Problem description: Render the listing below as a Markdown table with two columns, "Row" and "Listing line". Number each row and omit any blank lines.

Region annotation entries:
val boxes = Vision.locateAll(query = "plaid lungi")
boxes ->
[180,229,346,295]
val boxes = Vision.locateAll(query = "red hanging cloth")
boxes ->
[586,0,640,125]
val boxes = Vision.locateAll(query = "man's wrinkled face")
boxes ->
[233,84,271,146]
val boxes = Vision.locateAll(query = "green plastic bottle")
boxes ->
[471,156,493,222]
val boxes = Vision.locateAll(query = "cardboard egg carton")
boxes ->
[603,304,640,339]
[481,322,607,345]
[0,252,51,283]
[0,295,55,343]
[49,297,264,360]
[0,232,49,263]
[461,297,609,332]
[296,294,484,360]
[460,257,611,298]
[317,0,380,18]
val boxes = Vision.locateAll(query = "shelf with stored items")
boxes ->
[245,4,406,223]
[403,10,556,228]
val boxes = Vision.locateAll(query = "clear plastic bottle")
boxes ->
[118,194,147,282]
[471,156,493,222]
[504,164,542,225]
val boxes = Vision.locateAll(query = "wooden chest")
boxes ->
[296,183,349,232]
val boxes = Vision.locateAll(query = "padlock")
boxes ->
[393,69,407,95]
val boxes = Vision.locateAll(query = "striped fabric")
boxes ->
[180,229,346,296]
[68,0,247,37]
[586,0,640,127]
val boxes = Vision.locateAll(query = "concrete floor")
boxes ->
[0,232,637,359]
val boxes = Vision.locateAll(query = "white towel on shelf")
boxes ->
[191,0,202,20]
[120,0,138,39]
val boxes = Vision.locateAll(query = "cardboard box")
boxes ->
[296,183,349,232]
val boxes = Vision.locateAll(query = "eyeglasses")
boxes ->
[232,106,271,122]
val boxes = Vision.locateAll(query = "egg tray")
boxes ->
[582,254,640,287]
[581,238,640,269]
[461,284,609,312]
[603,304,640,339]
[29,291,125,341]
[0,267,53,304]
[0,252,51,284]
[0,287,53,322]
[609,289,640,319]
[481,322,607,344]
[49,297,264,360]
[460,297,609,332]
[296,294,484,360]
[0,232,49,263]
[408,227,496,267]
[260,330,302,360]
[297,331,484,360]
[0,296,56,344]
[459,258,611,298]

Written response:
| Row | Listing line |
|---|---|
| 1 | val boxes = Vision.locateAll(query = "plaid lungi") |
| 2 | boxes -> |
| 3 | [180,229,346,295] |
| 4 | val boxes = Vision.locateAll(query = "red hanging cloth") |
| 5 | boxes -> |
| 6 | [586,0,640,125] |
| 7 | val boxes = Vision.locateAll(query = "man's wrinkled face") |
| 8 | boxes -> |
| 9 | [233,84,271,146] |
| 10 | val boxes = Vision.locateAll(query = "green plastic bottle") |
| 11 | boxes -> |
| 12 | [471,156,493,222] |
| 13 | val boxes = Vision.locateAll(query = "cardboard egg carton") |
| 14 | boxes -> |
| 15 | [603,304,640,339] |
| 16 | [481,322,607,345] |
| 17 | [0,252,51,283] |
| 18 | [0,295,55,343] |
| 19 | [49,297,264,360] |
| 20 | [0,232,49,263] |
| 21 | [461,297,609,332] |
| 22 | [296,294,484,360] |
| 23 | [460,257,611,298] |
| 24 | [317,0,380,18] |
| 25 | val boxes = Vision.locateAll(query = "shelf with stored items") |
| 26 | boxes -> |
| 27 | [245,4,406,223] |
| 28 | [403,10,556,228] |
| 29 | val boxes = Vision.locateAll(query = "clear plastic bottle") |
| 30 | boxes -> |
| 31 | [118,194,147,282] |
| 32 | [471,156,493,222] |
| 33 | [504,164,542,225] |
| 34 | val boxes = Vision.locateAll(query = "wooden chest") |
| 35 | boxes -> |
| 36 | [296,183,349,232] |
| 37 | val boxes = Vision.locateAll(query = "padlock") |
| 38 | boxes -> |
| 39 | [393,69,407,95] |
| 40 | val boxes = Vision.locateAll(query = "striped fabric") |
| 41 | boxes -> |
| 42 | [180,229,346,296] |
| 43 | [68,0,247,37] |
| 44 | [586,0,640,127] |
| 45 | val boxes = Vision.locateAll(query = "concrete floor") |
| 46 | boxes -> |
| 47 | [0,232,637,359] |
| 48 | val boxes = Vision.locateAll(query = "white towel on shelf") |
| 49 | boxes -> |
| 50 | [191,0,202,20] |
| 51 | [120,0,138,39] |
| 52 | val boxes = Vision.locateAll(query = "cardboard box") |
| 53 | boxes -> |
| 54 | [296,183,349,232] |
| 55 | val boxes = Vision.locateAll(query = "eyeglasses") |
| 56 | boxes -> |
| 57 | [232,106,271,122] |
| 58 | val boxes = Vision.locateAll(query = "egg tray") |
| 59 | boxes -> |
| 60 | [582,254,640,287] |
| 61 | [581,238,640,269] |
| 62 | [461,284,609,312] |
| 63 | [603,304,640,339] |
| 64 | [29,291,125,341] |
| 65 | [0,267,53,304] |
| 66 | [0,252,51,284] |
| 67 | [0,287,53,322] |
| 68 | [609,289,640,319] |
| 69 | [481,322,607,344] |
| 70 | [49,297,264,360] |
| 71 | [460,297,609,332] |
| 72 | [296,294,484,360] |
| 73 | [0,232,49,263] |
| 74 | [408,227,496,267] |
| 75 | [260,330,302,360] |
| 76 | [297,331,484,360] |
| 77 | [0,296,56,344] |
| 78 | [459,258,611,298] |